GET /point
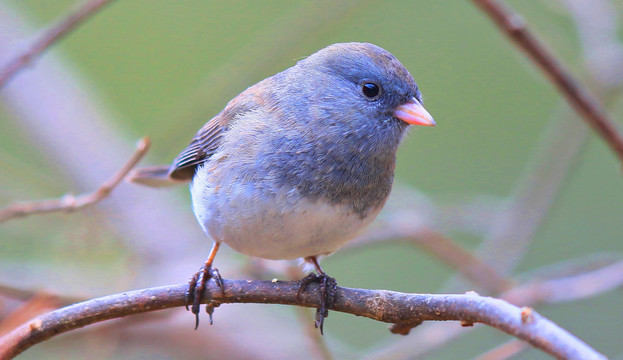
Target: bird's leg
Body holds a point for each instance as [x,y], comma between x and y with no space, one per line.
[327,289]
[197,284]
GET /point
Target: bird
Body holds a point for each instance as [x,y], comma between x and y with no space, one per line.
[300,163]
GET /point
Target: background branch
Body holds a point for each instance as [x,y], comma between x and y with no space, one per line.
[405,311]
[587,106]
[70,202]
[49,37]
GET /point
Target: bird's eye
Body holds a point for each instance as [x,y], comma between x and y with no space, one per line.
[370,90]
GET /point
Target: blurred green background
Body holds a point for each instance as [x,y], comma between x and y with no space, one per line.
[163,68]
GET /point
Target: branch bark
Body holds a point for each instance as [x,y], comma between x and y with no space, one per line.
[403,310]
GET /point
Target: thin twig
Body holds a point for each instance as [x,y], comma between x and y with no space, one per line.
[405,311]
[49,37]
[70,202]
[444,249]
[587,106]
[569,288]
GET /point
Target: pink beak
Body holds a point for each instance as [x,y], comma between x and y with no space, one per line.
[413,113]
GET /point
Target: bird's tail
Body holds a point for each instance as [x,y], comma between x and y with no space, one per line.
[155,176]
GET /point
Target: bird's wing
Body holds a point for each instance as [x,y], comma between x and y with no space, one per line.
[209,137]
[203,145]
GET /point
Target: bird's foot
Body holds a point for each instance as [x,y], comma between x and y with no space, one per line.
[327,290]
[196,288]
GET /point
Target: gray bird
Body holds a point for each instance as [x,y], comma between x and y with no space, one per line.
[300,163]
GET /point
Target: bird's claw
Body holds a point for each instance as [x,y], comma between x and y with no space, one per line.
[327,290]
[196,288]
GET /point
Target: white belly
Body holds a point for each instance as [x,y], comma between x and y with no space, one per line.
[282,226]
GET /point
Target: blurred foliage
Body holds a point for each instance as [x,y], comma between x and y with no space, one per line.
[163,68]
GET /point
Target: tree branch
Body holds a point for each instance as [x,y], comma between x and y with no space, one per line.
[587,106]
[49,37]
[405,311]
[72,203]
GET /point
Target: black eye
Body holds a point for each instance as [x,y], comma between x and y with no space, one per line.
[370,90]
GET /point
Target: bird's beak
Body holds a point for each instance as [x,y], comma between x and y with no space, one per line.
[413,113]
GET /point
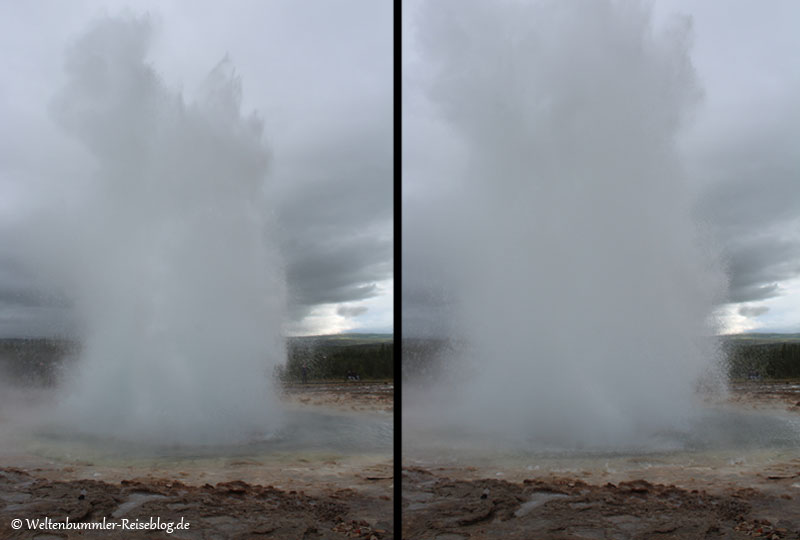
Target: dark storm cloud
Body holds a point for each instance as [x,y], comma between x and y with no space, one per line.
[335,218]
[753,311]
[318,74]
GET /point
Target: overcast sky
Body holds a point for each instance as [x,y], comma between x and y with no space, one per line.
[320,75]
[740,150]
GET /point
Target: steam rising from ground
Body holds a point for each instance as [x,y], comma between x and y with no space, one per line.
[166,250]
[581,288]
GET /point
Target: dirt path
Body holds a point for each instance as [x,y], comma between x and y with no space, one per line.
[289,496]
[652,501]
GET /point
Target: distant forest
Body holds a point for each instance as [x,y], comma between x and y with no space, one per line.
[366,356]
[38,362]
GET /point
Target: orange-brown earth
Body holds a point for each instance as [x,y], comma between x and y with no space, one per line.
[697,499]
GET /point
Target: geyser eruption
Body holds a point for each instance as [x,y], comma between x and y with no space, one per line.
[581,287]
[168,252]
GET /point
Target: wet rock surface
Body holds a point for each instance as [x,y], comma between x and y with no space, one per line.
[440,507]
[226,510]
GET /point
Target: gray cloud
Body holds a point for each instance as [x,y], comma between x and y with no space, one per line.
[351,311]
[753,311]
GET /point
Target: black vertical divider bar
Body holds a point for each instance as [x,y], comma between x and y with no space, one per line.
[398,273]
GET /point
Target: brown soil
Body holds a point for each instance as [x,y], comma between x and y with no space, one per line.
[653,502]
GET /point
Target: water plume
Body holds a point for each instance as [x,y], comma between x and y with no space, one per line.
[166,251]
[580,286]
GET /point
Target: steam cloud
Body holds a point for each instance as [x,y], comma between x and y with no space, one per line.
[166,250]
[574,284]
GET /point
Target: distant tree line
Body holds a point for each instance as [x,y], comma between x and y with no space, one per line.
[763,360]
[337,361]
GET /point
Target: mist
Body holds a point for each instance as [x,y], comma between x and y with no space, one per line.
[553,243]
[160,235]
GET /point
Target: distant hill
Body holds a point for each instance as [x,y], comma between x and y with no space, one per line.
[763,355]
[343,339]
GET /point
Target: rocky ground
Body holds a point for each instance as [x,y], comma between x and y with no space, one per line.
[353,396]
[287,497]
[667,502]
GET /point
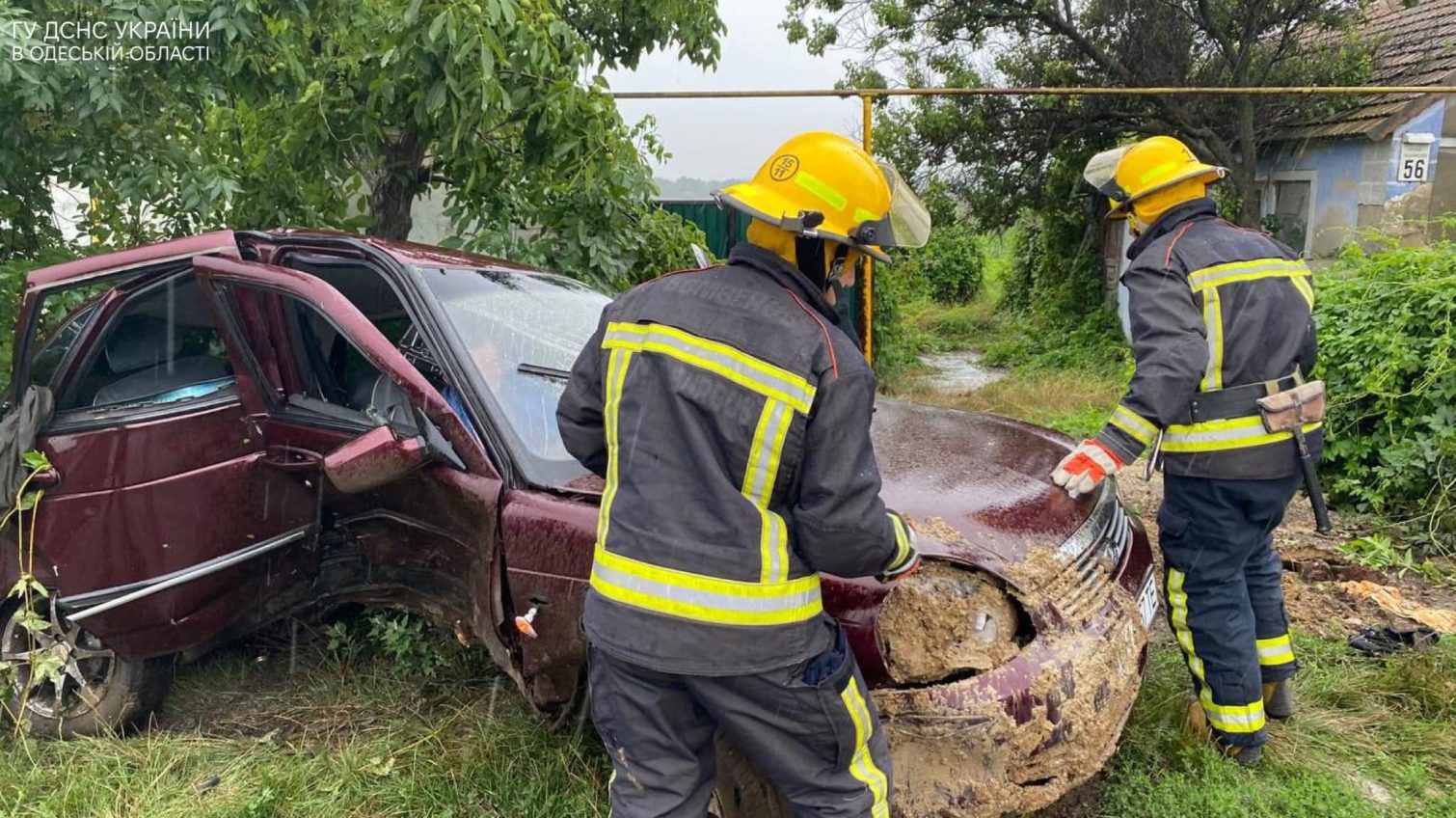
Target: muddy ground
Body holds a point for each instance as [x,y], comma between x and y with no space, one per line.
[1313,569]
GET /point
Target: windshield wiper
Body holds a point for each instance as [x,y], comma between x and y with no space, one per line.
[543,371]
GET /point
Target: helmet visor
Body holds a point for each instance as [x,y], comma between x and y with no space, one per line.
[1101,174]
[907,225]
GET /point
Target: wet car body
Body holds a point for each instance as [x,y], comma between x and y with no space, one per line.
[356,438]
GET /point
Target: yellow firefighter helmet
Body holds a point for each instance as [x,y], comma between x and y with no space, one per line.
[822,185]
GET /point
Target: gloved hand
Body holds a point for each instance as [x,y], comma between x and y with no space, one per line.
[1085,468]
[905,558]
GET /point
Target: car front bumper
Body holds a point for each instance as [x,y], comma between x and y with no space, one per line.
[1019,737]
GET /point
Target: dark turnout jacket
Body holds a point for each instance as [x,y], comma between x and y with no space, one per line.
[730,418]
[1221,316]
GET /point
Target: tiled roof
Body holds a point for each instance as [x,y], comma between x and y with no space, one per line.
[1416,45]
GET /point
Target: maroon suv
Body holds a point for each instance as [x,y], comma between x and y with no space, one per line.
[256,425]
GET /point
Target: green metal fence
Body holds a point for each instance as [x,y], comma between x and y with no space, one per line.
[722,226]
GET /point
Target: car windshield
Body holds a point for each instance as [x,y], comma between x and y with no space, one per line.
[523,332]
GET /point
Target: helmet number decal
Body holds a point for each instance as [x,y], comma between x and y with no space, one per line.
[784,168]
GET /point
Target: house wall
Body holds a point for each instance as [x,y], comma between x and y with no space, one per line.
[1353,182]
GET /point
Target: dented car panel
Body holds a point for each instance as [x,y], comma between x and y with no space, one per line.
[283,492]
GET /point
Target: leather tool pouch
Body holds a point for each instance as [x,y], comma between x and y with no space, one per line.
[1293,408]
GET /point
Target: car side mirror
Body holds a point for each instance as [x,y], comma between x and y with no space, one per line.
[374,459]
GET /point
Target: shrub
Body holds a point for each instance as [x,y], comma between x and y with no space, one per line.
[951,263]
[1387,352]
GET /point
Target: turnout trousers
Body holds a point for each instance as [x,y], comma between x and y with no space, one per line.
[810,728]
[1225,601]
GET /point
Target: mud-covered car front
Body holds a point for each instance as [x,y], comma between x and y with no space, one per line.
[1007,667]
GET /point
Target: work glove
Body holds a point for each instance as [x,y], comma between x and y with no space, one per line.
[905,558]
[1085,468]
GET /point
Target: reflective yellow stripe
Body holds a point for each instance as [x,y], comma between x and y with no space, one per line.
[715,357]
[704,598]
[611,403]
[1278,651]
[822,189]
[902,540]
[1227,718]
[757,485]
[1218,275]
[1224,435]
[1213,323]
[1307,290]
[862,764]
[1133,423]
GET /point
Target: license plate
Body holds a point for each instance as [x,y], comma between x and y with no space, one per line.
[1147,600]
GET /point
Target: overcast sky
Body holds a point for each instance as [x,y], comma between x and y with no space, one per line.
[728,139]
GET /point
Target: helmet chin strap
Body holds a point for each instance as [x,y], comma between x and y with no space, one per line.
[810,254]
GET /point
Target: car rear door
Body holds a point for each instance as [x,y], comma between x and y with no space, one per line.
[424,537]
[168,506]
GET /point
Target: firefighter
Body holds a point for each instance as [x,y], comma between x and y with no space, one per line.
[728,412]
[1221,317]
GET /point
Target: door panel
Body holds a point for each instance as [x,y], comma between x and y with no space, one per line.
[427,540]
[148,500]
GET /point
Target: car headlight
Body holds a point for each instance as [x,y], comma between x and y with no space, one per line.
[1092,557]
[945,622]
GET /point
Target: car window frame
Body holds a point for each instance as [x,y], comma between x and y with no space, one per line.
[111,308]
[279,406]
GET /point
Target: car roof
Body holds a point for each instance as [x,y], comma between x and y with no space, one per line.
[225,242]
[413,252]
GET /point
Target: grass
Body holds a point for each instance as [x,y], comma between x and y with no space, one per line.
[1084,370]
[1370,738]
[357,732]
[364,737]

-*-*-

What to work on:
From the records above, pull out every line that contains the word "yellow" and list those lines.

Right answer:
Target: yellow firefighter helmet
Target: reflective yellow stripe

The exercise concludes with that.